文件段落:
========
DCGAN 生成二次元頭像

8.  DCGAN   2019/11/10

GAN, 又稱生成對抗網絡, 也是 Generative Adversarial Nets 的簡稱

 

我們知道自然界的生物無時無刻都不在相互對抗進化，生物在往不被天敵發現的方向進化， 而天敵則是對抗生物的進化去更容易發現生物。 二者就是在做一個博弈。

 

GAN網絡和生物對抗進化一樣， 也是一個博弈的過程。 我們通過網絡的Generator去生成圖片， 通過Discriminator去判別圖片是否是網絡生成的還是真實圖片。Generator 和 Discriminator相互對抗， Generator在往生成圖片不被Discriminator發現爲假的方向進化， 而Discriminator則是在往更準確發現圖片爲Generator生成的方向進化。 這是二者的一個博弈過程。

 

DCGAN：  將CNN應用於GAN。

 

DCGAN:論文地址：https://arxiv.org/abs/1511.06434

 

DCGAN論文中的網絡結構：

 

DCGAN詳情：

1.使用轉置卷積代替池化

2.使用Batch_Normalization在Generator和Discriminator， 但是Generator輸出層不使用

3.移除卷積網絡後的全連接層

4.Generator各個隱含層的激活函數使用relu, 輸出層使用tanh

   Discriminator每一層都使用leaky_Relu, alpha=0.2

5.使用AdamOptimizer進行梯度下降， learning_rate=0.0002, beta1=0.5

 

DCGAN實例：

    使用DCGAN生成二次元圖片

 

項目地址：

https://github.com/yueqianlongma/GAN

 

數據說明：

第一種： 原始數據， 每張圖片爲90X90

第二種： 自己處理後的數據， 爲一個mat文件， 包含了大概12800張64X64的圖片

生成的mat文件過大， 這裏我只給出原始數據， 可以不使用mat文件， 直接對圖片進行大小轉換然後讀取就行。

 

 

網絡結構：

 

import tensorflow as tf
import numpy as np
import matplotlib.pyplot as plt
import matplotlib.gridspec as gridspec
import scipy.io as scio
import os

os.environ['CUDA_VISIBLE_DEVICES'] = '3'
config = tf.ConfigProto()
config.gpu_options.allow_growth = True
session = tf.Session(config=config)

def genterator(noise, batch_size, reuse=False, trainable=True):
    with tf.variable_scope("generator", reuse=reuse):
        # layer1 FC  [-1, 96] -> [-1, 4, 4, 1024]
        f = tf.layers.dense(noise, units=4 * 4 * 1024)
        f = tf.reshape(f, [batch_size, 4, 4, 1024])
========
原始資料:
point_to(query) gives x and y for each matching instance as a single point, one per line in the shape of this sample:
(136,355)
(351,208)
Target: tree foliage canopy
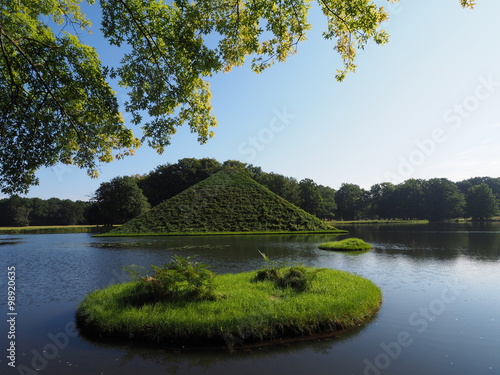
========
請抄寫這篇介紹DCGAN的文章中「GAN, 又稱生成對抗網絡, 也是」與「DCGAN：  將CNN應用於GAN。」之間的文字（含兩端），並將其中所有的「博弈」替換為「競賽」。

GAN, 又稱生成對抗網絡, 也是 Generative Adversarial Nets 的簡稱

 

我們知道自然界的生物無時無刻都不在相互對抗進化，生物在往不被天敵發現的方向進化， 而天敵則是對抗生物的進化去更容易發現生物。 二者就是在做一個競賽。

 

GAN網絡和生物對抗進化一樣， 也是一個競賽的過程。 我們通過網絡的Generator去生成圖片， 通過Discriminator去判別圖片是否是網絡生成的還是真實圖片。Generator 和 Discriminator相互對抗， Generator在往生成圖片不被Discriminator發現爲假的方向進化， 而Discriminator則是在往更準確發現圖片爲Generator生成的方向進化。 這是二者的一個競賽過程。

 

DCGAN：  將CNN應用於GAN。